Paralelamente a esta ampliação do conceito de “próximo” ocorre uma segunda correção efetuada por Jesus. Esta diz respeito ao espaço reservado aos gentios dentro da nova realidade do reino de Deus. Jesus, é verdade, não advogou uma missão direta aos mesmos (Mt 10,5s). por outro lado, também se distancia claramente de colocá-los como inimigos de Deus, que necessitam ser exterminados, como era usual em sua época. Positivamente, não se nega a contemplá-los com seus milagres (Lc 7,1-10; Mc 7,24-30) ou a exaltá-los pelo seu exemplo e fé (Lc 4,25-27; 10,13-14; 13,28-29).
Ou seja, a concepção de um Deu amoroso para com todos e todas, necessariamente levou a corrigir também a concepção dos gentios como os mais detestados e – na concepção da época – distantes do Deus de Israel. Isto traria enormes conseqüências para as comunidades da primeira cristandade.
Por último, cabe destacar ainda a ampliação efetuada no conceito da família dei. Para Jesus, a radicalidade do amor de Deus estava a exigir uma ruptura com todos os exclusivismos tão característicos das solidariedades grupais, hoje cunhadas pelo que se costumou denominar de males do corporativismo. Ele faz prevalecer os laços para com Deus acima dos laços naturais como, por exemplo, os de sangue (Mc 3,20-21.31-35; Lc 12,51-53; Mt10,34-36), tornando possível a formação de uma família universal e sem fronteiras, caracterizada pela solidariedade de todos os que aceitam e procuram orientar-se pelo amor e a vontade de Deus (Mc 10,28-30; Rm 8,12-17; Gl 3,23-29).

━━━━━━━━━━

CONJUNTO DE TAREFAS ->
**1.** Reescreva em forma de lista o parágrafo do documento acima que começa com "Por último, cabe destacar", conservando os fatos principais.
**2.** Troque "paved courtyard" por "brick patio" em todos os registros e reproduza-os com o restante inalterado. Deixe as imagens fora da resposta.

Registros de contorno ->
━━━━━━━━━━

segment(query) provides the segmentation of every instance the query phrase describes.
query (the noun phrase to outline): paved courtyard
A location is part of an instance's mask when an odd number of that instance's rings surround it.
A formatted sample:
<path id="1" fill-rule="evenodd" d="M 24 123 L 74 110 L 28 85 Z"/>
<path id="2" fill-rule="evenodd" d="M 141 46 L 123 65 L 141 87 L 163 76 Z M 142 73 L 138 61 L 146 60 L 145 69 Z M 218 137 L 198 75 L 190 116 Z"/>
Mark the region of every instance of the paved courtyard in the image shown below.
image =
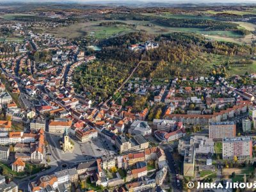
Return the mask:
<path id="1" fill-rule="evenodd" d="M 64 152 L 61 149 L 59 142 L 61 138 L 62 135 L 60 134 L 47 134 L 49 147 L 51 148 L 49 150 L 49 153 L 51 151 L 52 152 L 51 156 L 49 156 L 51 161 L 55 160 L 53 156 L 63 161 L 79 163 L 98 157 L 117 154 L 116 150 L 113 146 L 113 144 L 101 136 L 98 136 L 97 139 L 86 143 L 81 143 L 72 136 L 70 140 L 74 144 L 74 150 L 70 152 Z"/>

━━━━━━━━━━

RESPOSTAS AOS PROBLEMAS ->
**1.**
- Jesus ampliou o conceito da família dei.
- Para ele, a radicalidade do amor de Deus exigia romper com os exclusivismos próprios das solidariedades grupais, hoje chamados de males do corporativismo.
- Ele pôs os laços com Deus acima dos laços naturais, como os de sangue (Mc 3,20-21.31-35; Lc 12,51-53; Mt 10,34-36).
- Com isso, tornou possível uma família universal e sem fronteiras, marcada pela solidariedade de todos os que aceitam o amor e a vontade de Deus e procuram orientar-se por eles (Mc 10,28-30; Rm 8,12-17; Gl 3,23-29).

**2.**
segment(query) provides the segmentation of every instance the query phrase describes.
query (the noun phrase to outline): brick patio
A location is part of an instance's mask when an odd number of that instance's rings surround it.
A formatted sample:
<path id="1" fill-rule="evenodd" d="M 24 123 L 74 110 L 28 85 Z"/>
<path id="2" fill-rule="evenodd" d="M 141 46 L 123 65 L 141 87 L 163 76 Z M 142 73 L 138 61 L 146 60 L 145 69 Z M 218 137 L 198 75 L 190 116 Z"/>
Mark the region of every instance of the brick patio in the image shown below.
image =
Return the mask:
<path id="1" fill-rule="evenodd" d="M 64 152 L 61 149 L 59 142 L 61 138 L 62 135 L 60 134 L 47 134 L 49 147 L 51 148 L 49 150 L 49 153 L 51 151 L 52 152 L 51 156 L 49 156 L 51 161 L 55 160 L 53 156 L 63 161 L 79 163 L 98 157 L 117 154 L 116 150 L 113 146 L 113 144 L 101 136 L 98 136 L 97 139 L 86 143 L 81 143 L 72 136 L 70 140 L 74 144 L 74 150 L 70 152 Z"/>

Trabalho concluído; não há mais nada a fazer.